**TEXT**
----------

STEPHAN: Is it necessary that monads are a "substance"? Could we think of  
them as pure process the product of which is the content of experience  
of the monad? Is this formulation antithetical to the definition that  
Leibniz gives monads?  

ROGER: Keep in mind that Leibniz formulated his ideas in the 17th century, 
when aside from Spinoza, there had been little new done since Aristotle. 

Leibniz was trying to establish something fundamental to base his metaphysics 
on. 
Something specific that you could essentially point to. He had done away with 
two-substance  
cartesian dualism by considering both mind and body from a mental or logical 
aspect. 
Of course the phenomenol world still existed, so he still needed some 
appropriate 
way of mentally designating material objects. These were all substances, but 
L only considered as real or permanent only indivisible substances (substances 
of only  
one part-- without internal boundaries.) These indivisible real objects he 
called monads.  
These have the same or at least very similar characteristics as morphic fields. 

Time is not a feature in monadic space, which essentially rules out 
experiemnces 
except as snapshots. Only the supreme monad can have experiences, IMHO.  
The monads below only have fixed sets of perceptions, which are like 
snapshots in an album of memories. 


ROGER (previously)  
> So had the monads windows, they would be in continual  
> direct instant communcation with each other, which L  
> disallows by not permitting them to have windows.  

STEPHAN: Or they could be in a continuous state of simulating the effects of  
said communications on themselves an behaving 'as if' they where  
observing each other. What the 'no windows' postulate provides is a  
denial of 'exchange of substances' - which makes sense if there are no  
substances at all anyway!  

ROGER: OK. Except the time continuity would only be "as if".

----------

**STATED GOAL 1**
Can you give the stretch of the listing from its first line through the line containing "x=974, y=415", requests included, with every answer coordinate offset by 90?

**STORED DATA**

----------

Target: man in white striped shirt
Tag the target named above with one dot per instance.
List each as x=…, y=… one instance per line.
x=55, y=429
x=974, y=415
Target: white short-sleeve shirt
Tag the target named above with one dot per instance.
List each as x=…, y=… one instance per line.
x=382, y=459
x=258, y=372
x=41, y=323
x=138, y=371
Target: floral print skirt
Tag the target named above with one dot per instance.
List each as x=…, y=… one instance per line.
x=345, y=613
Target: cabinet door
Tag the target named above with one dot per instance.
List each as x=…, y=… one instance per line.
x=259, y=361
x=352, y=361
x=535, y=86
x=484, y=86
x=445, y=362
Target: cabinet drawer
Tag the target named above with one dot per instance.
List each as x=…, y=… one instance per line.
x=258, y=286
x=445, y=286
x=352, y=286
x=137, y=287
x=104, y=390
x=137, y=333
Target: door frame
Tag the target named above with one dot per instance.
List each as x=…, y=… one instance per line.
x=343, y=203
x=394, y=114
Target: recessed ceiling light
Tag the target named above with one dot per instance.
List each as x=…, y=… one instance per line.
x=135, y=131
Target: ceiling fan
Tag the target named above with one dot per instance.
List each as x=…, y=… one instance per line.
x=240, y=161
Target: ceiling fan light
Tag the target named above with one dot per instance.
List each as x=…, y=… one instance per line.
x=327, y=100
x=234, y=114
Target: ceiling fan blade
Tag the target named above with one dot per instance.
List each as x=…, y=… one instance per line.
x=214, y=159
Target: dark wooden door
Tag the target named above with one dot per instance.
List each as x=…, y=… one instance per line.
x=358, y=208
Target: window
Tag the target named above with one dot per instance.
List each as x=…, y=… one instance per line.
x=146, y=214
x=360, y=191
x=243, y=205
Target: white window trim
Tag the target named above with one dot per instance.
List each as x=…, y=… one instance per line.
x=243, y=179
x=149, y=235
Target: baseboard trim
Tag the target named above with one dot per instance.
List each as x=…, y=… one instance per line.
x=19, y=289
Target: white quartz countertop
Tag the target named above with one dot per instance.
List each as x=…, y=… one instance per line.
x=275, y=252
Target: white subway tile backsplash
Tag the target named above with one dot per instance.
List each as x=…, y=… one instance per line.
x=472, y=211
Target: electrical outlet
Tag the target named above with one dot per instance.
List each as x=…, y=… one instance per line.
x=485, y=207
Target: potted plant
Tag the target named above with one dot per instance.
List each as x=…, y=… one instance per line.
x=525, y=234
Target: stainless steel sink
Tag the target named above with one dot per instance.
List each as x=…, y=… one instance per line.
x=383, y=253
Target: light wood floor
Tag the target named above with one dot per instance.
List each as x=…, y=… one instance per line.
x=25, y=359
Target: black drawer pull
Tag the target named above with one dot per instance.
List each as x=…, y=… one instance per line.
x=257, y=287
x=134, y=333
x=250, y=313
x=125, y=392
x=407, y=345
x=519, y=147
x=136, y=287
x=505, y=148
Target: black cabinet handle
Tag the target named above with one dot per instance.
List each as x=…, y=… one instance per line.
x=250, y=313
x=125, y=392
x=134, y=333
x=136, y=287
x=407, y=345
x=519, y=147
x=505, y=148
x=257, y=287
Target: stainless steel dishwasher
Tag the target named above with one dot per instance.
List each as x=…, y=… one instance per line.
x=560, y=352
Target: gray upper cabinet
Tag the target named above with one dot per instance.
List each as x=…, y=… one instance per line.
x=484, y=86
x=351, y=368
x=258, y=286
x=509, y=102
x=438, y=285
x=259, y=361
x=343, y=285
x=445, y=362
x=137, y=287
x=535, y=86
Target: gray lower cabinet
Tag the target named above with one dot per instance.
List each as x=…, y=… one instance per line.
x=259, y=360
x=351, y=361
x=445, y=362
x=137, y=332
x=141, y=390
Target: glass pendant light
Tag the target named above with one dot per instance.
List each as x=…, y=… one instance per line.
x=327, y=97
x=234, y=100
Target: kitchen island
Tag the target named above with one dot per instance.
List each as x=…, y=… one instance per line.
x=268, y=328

----------

**STATED GOAL 2**
Would you copy, word for word, the stretch of the monads discussion from "Of course the" through "album of memories."?

**OUTPUT 1**
Target: man in white striped shirt
Tag the target named above with one dot per instance.
List each as x=…, y=… one instance per line.
x=145, y=519
x=1064, y=505

**OUTPUT 2**
Of course the phenomenol world still existed, so he still needed some 
appropriate 
way of mentally designating material objects. These were all substances, but 
L only considered as real or permanent only indivisible substances (substances 
of only  
one part-- without internal boundaries.) These indivisible real objects he 
called monads.  
These have the same or at least very similar characteristics as morphic fields. 

Time is not a feature in monadic space, which essentially rules out 
experiemnces 
except as snapshots. Only the supreme monad can have experiences, IMHO.  
The monads below only have fixed sets of perceptions, which are like 
snapshots in an album of memories.